---- Available records

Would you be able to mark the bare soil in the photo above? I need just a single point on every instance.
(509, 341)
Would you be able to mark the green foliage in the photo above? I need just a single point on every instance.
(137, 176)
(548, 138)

--------

Turn the records above into a numbered list, leaving out any blank lines.

1. Would you be able to mark the bare soil in the photo above? I need just a single point on every instance.
2. (509, 341)
3. Would you be able to mark the green foliage in the photo above? I need just a single point on every instance.
4. (137, 176)
5. (548, 138)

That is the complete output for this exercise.